-------- INPUT MATERIAL
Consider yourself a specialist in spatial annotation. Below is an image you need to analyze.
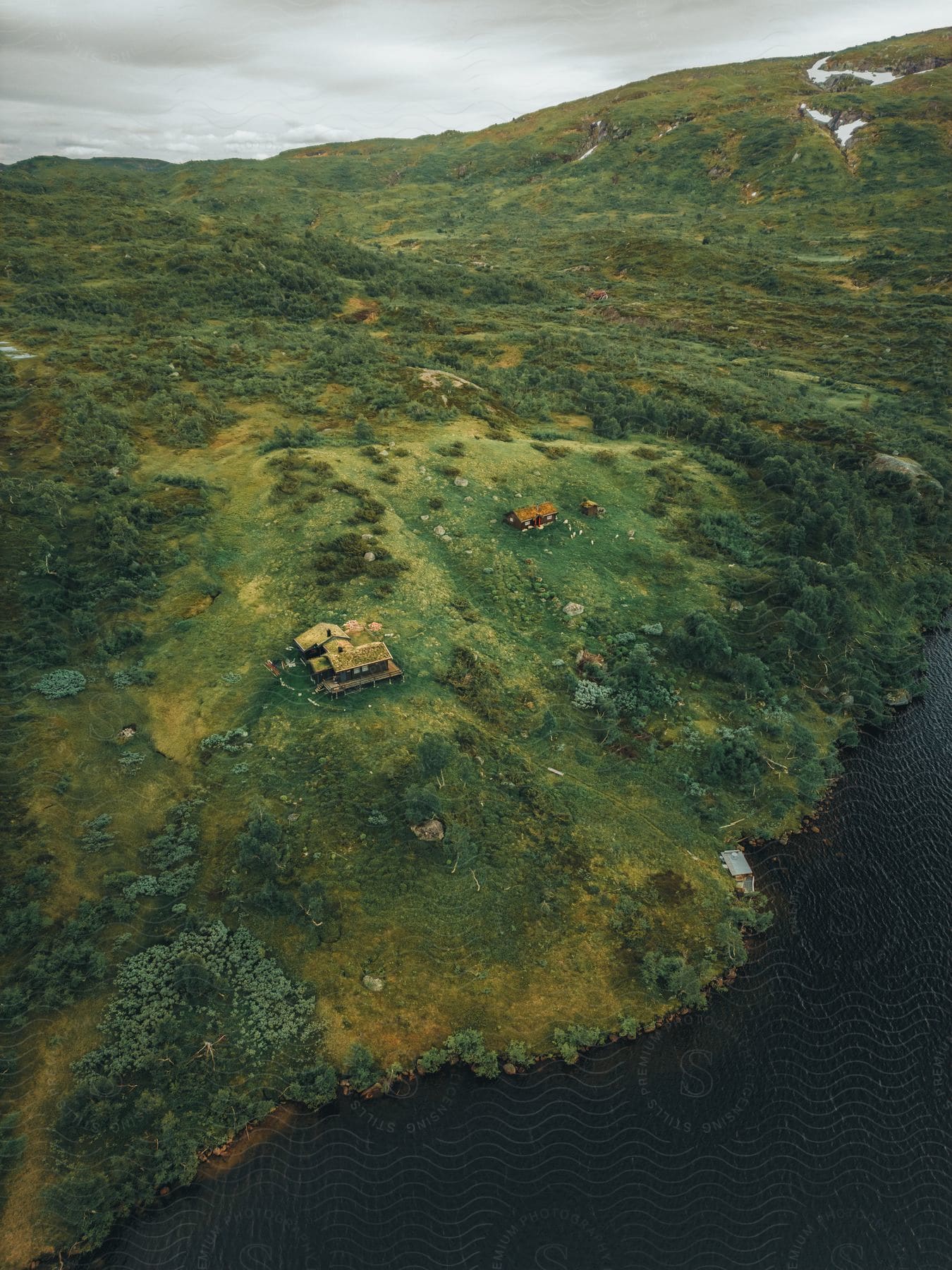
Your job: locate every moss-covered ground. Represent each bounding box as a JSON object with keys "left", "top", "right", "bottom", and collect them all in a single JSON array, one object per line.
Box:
----------------
-------- INPUT MATERIAL
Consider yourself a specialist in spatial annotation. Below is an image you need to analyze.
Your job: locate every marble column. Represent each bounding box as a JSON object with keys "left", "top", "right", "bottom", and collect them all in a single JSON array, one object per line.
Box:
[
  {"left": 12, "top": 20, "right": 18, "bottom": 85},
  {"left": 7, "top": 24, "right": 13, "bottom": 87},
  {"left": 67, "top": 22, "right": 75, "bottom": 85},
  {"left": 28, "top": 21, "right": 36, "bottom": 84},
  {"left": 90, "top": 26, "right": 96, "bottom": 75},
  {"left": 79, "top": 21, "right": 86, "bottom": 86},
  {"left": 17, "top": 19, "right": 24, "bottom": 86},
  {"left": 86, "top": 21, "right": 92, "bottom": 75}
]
----------------
Pick out all lines of the records above that contain the word "each", and copy those lines in full.

Your job: locate every moss-covered ground. Represent each bounding box as a JSON object with keys "left", "top", "right", "bottom", and collect them all in a single JSON array, one object per line.
Your job: locate every marble column. Represent each bounding box as a JSON object with keys "left", "top", "right", "bottom", and collect them all in a single JSON array, one object per line.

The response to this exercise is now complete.